**Problem statement**.
Decide whether each statement below agrees with the forum post about starting a clothing line, answering yes or no and quoting the words of the post that settle it.
1. The poster is starting out by selling through a store.
2. The poster needs a DBA and a resale number to buy shirts wholesale from Alstyles.
3. The poster has heard that a seller on a site can tax only consumers from the seller's own state.

--- Text segment ---

# Questions for starting my clothing line



## qnzillwill (Aug 4, 2011)

hey guys,

Im starting a clothing line, and i was confused with some things. For me to buy shirts wholesale off Alstyles, i must have a DBA and Resale number. I know i have to get a trademark for my brand name. I was confused about the business licenses. I see theres sole proprietorships, LLCS, C-corp, S-corp etc. Is a DBA a different kind of lisence rather than an LLC and sole proprietorship, or is it something you buy on top of the lisence you already have? Can i just get a DBA and star from there? I need something that will give me my tax id, have my business name filed, and let me use my name. Also, when signing up for a LLC it said that the company name must have LLC after it. Does this mean I have to put LLC behind it everytime it is used? If so, what kind of lisence can i get that i dont have to do this for or one that other clothing brands use? (I am starting the business by myself not selling at a store but by hand and website) But i plan on it progressing to the point where i will have my own store selling my brand with employees. Also, how do taxes work? I heard when selling off a site, you can only tax the consumers from your state. Do I get taxed every month and have my tax payment determined by me writing down how much i make annually? How do they know how much to tax me?

--- Given records ---

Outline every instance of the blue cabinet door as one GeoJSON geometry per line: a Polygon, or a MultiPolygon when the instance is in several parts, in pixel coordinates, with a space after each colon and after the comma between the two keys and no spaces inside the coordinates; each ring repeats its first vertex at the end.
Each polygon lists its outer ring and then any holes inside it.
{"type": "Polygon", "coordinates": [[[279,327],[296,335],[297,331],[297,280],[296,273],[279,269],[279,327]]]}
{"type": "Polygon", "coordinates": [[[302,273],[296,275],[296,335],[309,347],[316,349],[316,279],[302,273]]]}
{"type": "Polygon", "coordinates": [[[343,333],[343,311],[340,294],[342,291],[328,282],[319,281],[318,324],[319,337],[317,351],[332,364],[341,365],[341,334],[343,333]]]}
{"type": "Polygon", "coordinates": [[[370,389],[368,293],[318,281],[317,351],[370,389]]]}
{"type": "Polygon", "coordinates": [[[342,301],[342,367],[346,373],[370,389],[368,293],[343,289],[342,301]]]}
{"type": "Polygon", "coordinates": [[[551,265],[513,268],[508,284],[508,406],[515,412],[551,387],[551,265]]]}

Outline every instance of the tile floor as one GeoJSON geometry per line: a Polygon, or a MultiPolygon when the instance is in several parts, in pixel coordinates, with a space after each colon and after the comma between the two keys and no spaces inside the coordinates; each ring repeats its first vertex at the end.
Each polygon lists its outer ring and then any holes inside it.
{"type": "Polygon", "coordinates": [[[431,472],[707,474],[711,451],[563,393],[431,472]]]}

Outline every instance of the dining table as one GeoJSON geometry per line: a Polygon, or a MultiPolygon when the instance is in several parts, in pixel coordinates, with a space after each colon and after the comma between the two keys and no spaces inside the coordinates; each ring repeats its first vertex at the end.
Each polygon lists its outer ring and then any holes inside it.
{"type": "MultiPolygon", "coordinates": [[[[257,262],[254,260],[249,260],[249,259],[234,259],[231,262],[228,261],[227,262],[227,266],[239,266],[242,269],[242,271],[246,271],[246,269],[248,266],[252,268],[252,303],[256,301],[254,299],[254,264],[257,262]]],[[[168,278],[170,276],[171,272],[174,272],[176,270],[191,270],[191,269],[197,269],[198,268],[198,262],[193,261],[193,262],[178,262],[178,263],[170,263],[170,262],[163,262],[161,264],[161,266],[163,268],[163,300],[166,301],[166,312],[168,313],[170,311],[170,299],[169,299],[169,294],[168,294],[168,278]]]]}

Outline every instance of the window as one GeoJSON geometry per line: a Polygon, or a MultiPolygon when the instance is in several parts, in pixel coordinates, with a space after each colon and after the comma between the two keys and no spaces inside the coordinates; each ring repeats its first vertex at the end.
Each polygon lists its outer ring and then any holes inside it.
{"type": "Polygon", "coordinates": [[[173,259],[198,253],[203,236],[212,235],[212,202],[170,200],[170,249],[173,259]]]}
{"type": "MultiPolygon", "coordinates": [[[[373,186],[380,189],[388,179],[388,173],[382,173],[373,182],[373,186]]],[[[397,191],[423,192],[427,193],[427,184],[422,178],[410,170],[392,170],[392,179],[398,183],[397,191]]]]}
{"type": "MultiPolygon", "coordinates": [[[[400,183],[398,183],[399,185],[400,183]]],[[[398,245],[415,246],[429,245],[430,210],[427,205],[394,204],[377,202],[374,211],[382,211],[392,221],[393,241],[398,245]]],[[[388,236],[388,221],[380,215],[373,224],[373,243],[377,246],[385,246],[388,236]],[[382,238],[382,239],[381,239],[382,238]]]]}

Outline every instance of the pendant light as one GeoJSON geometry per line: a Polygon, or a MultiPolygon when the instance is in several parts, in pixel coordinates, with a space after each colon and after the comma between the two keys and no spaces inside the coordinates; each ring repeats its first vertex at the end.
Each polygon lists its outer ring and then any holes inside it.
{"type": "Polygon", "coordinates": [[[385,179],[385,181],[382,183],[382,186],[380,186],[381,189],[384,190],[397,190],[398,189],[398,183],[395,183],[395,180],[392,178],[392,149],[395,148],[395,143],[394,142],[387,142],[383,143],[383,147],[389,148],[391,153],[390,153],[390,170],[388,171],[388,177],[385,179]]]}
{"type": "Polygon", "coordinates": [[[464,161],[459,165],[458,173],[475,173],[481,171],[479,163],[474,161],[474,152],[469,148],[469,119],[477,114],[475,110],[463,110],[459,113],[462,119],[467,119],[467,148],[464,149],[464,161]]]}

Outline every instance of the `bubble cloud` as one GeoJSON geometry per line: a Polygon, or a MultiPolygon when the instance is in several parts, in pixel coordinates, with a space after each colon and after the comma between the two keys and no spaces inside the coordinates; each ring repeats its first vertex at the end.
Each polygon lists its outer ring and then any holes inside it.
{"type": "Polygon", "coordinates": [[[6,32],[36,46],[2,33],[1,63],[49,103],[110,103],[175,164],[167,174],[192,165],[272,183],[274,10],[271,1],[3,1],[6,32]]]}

---

**Output for this task**.
1. No: "I am starting the business by myself not selling at a store but by hand and website"
2. Yes: "For me to buy shirts wholesale off Alstyles, i must have a DBA and Resale number."
3. Yes: "I heard when selling off a site, you can only tax the consumers from your state."